··· TRECHO EXTRAÍDO
Ainda segundo Calderón (1983: 15-16), a Tradição Simbolista é a mais abundante e espalhada por todo o País. Geométrica ou grosseiramente figurativa, deve corresponder a povos marginais, com cultura muito primitiva. Encontramo-la na Caverna do Bode, na Serra Solta, no Rio São Francisco (Curaçá e Petrolina) e em diversos pontos da Chapada, especialmente nos sopés desta, perto da estrada que vai de Irecê a Morro do Chapéu. São sempre motivos isolados sem correlação aparente. Superpõem-se e misturam-se sem conservar nenhuma harmonia, variando bastante quanto à forma. Podem ser simples círculos ou espirais, assim como complicados desenhos lineares altamente elaborados como os que se podem ver na Serra Solta.
······
··· INFORMAÇÃO FORNECIDA
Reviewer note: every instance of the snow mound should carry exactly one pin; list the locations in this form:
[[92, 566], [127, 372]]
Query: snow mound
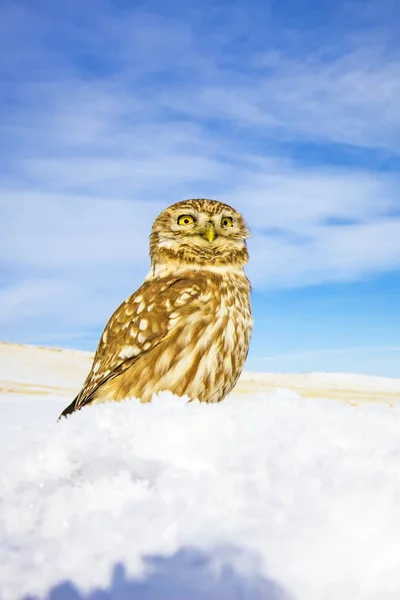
[[269, 497]]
······
*PEDIDO ESCRITO*.
Responda com base no trecho extraído sobre a Tradição Simbolista:
(a) Qual tradição o trecho aponta como a mais abundante e espalhada por todo o País?
(b) Perto de qual estrada ficam os sopés da Chapada onde essa tradição aparece?
(c) Em que lugar se podem ver complicados desenhos lineares altamente elaborados?

*SOLUÇÃO DO PROBLEMA*.
(a) A Tradição Simbolista.
(b) A estrada que vai de Irecê a Morro do Chapéu.
(c) Na Serra Solta.